__What needs to be done__:
Every line from the one containing "379, row 801." to the one containing "816, row 586." in the records below, both included, must be set down exactly, and no other line.

__Saved data entries__:
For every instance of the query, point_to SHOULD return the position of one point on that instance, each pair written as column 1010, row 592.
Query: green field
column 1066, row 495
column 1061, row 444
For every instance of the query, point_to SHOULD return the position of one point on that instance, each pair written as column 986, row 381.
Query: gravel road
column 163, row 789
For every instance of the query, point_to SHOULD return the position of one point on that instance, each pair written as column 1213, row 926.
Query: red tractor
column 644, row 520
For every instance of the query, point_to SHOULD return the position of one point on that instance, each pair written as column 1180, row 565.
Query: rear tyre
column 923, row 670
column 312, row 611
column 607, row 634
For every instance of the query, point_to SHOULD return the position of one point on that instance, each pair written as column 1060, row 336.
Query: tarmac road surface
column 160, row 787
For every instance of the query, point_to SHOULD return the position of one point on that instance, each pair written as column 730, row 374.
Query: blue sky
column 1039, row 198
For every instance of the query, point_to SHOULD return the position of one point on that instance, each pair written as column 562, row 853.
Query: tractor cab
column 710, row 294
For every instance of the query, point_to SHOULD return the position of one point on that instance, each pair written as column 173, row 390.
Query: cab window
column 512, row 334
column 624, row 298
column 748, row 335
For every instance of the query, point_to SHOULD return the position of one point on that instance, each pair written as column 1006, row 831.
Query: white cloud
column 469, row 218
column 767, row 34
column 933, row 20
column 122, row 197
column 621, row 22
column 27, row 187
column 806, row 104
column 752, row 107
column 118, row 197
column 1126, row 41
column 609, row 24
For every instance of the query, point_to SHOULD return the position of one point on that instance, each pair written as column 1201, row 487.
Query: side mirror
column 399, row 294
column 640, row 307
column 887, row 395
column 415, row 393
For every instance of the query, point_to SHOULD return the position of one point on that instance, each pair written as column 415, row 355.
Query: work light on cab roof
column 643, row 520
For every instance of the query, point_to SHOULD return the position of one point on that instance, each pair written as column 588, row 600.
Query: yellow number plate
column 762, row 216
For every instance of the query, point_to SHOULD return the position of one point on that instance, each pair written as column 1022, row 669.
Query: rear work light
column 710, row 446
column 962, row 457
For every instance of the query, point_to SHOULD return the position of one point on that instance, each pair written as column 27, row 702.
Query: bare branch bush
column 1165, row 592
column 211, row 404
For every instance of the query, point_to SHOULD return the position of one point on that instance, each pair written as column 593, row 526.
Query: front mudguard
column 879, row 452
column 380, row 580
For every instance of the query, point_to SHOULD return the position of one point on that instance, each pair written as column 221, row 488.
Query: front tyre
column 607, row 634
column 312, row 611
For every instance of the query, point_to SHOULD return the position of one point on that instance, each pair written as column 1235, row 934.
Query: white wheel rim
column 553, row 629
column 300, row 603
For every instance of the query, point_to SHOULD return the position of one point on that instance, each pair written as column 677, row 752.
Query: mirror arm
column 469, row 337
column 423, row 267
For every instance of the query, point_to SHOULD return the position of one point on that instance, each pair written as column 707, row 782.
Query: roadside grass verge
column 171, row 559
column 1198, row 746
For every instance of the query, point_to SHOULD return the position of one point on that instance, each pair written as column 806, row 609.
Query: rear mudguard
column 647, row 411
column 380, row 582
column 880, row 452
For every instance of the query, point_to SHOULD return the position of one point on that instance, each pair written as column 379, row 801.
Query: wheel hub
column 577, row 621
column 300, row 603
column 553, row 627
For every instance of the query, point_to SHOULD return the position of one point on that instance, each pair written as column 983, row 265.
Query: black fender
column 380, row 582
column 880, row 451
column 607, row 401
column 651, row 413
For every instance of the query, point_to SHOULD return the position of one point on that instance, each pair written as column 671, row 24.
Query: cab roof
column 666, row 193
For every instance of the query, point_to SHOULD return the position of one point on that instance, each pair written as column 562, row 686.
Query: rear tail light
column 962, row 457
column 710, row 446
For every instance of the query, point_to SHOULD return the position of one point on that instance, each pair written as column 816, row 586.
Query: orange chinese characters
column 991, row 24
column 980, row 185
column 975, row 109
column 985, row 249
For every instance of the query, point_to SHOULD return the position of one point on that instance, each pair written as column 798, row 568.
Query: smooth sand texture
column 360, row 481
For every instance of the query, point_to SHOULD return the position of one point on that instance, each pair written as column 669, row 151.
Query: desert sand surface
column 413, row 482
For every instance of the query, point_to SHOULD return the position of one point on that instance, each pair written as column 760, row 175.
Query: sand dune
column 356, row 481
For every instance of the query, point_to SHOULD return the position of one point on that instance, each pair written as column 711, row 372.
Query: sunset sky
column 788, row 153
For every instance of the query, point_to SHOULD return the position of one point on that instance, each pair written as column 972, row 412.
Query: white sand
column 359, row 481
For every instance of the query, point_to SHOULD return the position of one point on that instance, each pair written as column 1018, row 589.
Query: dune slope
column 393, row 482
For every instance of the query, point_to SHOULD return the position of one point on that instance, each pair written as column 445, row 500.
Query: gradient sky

__Answer for the task__:
For every instance of the query, point_to SHOULD return the position of one point on that instance, each pair written as column 379, row 801.
Query: wheel hub
column 577, row 621
column 300, row 603
column 553, row 627
For every instance of the query, point_to SHOULD return the position of one point on that instance, each pair written as column 983, row 265.
Query: black fender
column 380, row 582
column 880, row 451
column 607, row 401
column 651, row 413
For every instance of the query, point_to SHOULD return the position of one point on that instance, each pair written as column 671, row 24.
Query: cab roof
column 666, row 193
For every instance of the query, point_to SHOULD return the position of one point on that instance, each pair written as column 562, row 686.
Query: rear tail light
column 962, row 457
column 710, row 446
For every instance of the query, point_to SHOULD return the position of one point on that instance, each pair written as column 816, row 586.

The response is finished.